_Action item 1_. Please duplicate, word for word, the part of the passage about Bro. Zatti that begins with "Perhaps Bro. Zatti" and stops after "himself to them.".
_Action item 2_. According to the passage about Bro. Zatti, what did he refuse when others offered it so he could move around faster?

_Source passage_.
::::

Living his Salesian vocation as a Salesian “coadjutor” or “brother” facilitates this closeness. Don Bosco thinks of Salesian coadjutors as having a close educational presence among young people and in working-class sectors. Don Bosco does this in a social context, that of Italy at the beginning of the Industrial Revolution, in which there is a lack of empathy on the part of the people toward anything “conventual” or “cloistered.”

This simplicity and the absence of ecclesiastical “forms” in the Salesian coadjutors – which is not only about the habit or the tasks one performs, but also about the way of thinking, of looking at the world by understanding it as a place where the Kingdom of God grows and develops – allows them to be close and to be one more among others, and to reach out even to environments and people who, otherwise, would be far from the faith.

Thus, this vocation of the Salesian coadjutor will refer not so much to what one can or cannot do, but how to be in the doing. Thus, many times we find coadjutors doing tasks or proposals that are not usual in Salesian activity, as it was for Bro. Zatti to be a nurse.

Zatti’s vocation as a Salesian coadjutor is not the result of a lack or shortage because “he has no other choice,” given that the tuberculosis he had suffered while in the Salesian seminary in Bernal prevented him from continuing his dream of being a Salesian priest. Rather, based on that circumstance, he finds another way to develop his life and his desire to serve and be happy. As is often the case, out of pain and limitation can emerge a surplus of love and much broader horizons than foreseen.


This closeness of Bro. Zatti also expresses itself in another detail: he continued to move around on a bicycle. They offered to buy him a car, to move “faster” and “reach more people,” to be more effective – an offer he always refused. He prefered his bicycle, which allowed him to stop and spend time with people.

With joy

Dr. Ecay, a doctor at the hospital, once asked him, “Bro. Zatti, how is it you’re always in a good mood?” To which Zatti replied, “It’s easy, doctor: swallow bitter and spit out sweet.”

Having a cheerful face and responding with humor, even in the most difficult circumstances, comes from a heart that is at peace with God and feels loved by him, that knows how to relativize situations, identifying the essential.

Perhaps Bro. Zatti could have answered with an argument focused on the theology of religious life to that person sending his greetings to his wife. But his response was different, showing an understanding also that the vocation of the Salesian coadjutor is a bit more unknown and misunderstood, sometimes even with a lack of social recognition given the value society has of the figure of the priest. But this did not worry or sadden Zatti. He understood that what is essential continues to be the “people” – Da mihi animas, caetera tolle – and their well-being, and he devoted himself to them.

The nurses who would sometimes catch him at 5:30 a.m., before prayer with the Salesian community, prostrate in the chapel with his face pressed to the floor in deep prayer, knew where Zatti found the strength to continue on the sometimes bumpy and difficult path of service to others.

In community

There was always an excellent team at the hospital, which Zatti formed in his own image. Other Salesians and Daughters of Mary Help of Christians worked there, as well as several lay doctors and nurses. In everyone, the initial motivation was to be able to help those most in need with professionalism and an integral vision of the human being – and, from Zatti’s perspective, to help those who worked with him grow in faith.

One doctor who had serious doubts about his faith even said, “Here, in front of Zatti, my disbelief wavers. If there are saints on earth, he is one of them. When I am about to take the scalpel in the operating room and I see him helping in the operations, with his wisdom as a nurse and with the rosary in his hand, the atmosphere is filled with something supernatural....”

The prayer invoking Bro. Zatti’s intercession reads, “May the joy of seeing him shining in the Heaven of your saints help us to witness your Light.” May his life as a follower of Jesus in the style of Don Bosco encourage us all to know how to reexamine our path and, in our respective vocations and professions, to allow ourselves to be shaped by God in our daily actions.

::::

_Input data_.
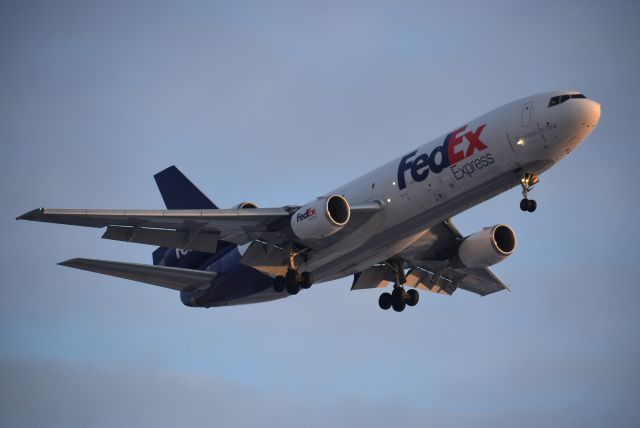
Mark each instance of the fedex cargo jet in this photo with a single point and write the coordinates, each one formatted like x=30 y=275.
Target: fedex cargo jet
x=390 y=226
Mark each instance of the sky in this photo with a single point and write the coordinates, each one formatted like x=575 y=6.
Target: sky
x=277 y=103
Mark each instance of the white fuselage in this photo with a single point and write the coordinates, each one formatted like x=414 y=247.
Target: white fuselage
x=484 y=157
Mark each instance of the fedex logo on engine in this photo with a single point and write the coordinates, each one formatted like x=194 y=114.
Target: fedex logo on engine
x=450 y=153
x=310 y=212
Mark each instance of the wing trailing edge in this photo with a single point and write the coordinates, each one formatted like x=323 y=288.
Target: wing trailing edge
x=168 y=277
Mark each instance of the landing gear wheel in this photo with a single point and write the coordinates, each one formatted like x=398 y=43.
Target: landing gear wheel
x=306 y=279
x=532 y=205
x=385 y=301
x=279 y=284
x=412 y=297
x=398 y=294
x=292 y=279
x=398 y=306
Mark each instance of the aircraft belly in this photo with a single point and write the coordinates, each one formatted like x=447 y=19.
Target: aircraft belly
x=393 y=240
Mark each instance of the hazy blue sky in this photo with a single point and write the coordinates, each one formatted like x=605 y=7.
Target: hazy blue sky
x=276 y=103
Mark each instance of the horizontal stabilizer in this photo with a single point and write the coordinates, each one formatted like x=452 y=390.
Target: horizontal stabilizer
x=162 y=276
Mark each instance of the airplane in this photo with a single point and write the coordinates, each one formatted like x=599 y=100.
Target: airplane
x=390 y=226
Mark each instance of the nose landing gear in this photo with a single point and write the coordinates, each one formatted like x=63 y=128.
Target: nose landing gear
x=292 y=281
x=527 y=182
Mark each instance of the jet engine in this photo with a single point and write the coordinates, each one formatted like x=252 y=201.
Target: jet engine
x=322 y=217
x=487 y=247
x=245 y=205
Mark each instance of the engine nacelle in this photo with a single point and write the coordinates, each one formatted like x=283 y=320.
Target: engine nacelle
x=322 y=217
x=245 y=205
x=487 y=247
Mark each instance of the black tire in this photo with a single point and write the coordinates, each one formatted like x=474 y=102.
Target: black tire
x=306 y=280
x=385 y=301
x=413 y=297
x=292 y=280
x=279 y=284
x=398 y=294
x=532 y=206
x=398 y=306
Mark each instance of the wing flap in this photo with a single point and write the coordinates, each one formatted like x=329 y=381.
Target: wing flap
x=162 y=276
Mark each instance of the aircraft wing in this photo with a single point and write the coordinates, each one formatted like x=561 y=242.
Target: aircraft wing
x=188 y=229
x=430 y=257
x=168 y=277
x=197 y=230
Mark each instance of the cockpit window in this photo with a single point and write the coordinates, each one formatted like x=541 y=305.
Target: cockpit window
x=554 y=101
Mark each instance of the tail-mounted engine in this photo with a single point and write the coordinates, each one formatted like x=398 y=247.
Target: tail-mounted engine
x=245 y=205
x=487 y=247
x=322 y=217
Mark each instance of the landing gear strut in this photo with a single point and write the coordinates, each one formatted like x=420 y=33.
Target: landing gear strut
x=292 y=281
x=527 y=182
x=398 y=299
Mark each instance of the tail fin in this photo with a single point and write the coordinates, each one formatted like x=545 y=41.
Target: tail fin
x=179 y=193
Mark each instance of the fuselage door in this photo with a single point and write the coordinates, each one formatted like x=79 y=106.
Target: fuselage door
x=526 y=114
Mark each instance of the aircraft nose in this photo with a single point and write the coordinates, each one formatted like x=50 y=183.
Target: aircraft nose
x=584 y=115
x=594 y=110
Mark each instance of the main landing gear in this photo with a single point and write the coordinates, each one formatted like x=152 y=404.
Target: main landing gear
x=398 y=299
x=527 y=182
x=292 y=281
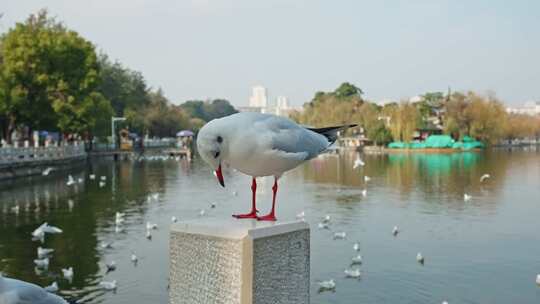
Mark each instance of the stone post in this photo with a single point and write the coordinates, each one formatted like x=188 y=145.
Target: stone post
x=239 y=262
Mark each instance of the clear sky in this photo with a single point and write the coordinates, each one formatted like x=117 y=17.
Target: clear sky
x=391 y=49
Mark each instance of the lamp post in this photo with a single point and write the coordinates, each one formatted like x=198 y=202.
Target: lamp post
x=113 y=120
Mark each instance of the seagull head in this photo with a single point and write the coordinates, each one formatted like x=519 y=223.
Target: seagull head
x=211 y=144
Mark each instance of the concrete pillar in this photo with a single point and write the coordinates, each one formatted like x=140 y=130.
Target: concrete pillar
x=239 y=262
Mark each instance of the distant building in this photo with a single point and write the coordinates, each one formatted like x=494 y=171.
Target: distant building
x=529 y=108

::::

_Written solution 1_.
Perhaps Bro. Zatti could have answered with an argument focused on the theology of religious life to that person sending his greetings to his wife. But his response was different, showing an understanding also that the vocation of the Salesian coadjutor is a bit more unknown and misunderstood, sometimes even with a lack of social recognition given the value society has of the figure of the priest. But this did not worry or sadden Zatti. He understood that what is essential continues to be the “people” – Da mihi animas, caetera tolle – and their well-being, and he devoted himself to them.

_Written solution 2_. He refused a car, preferring his bicycle.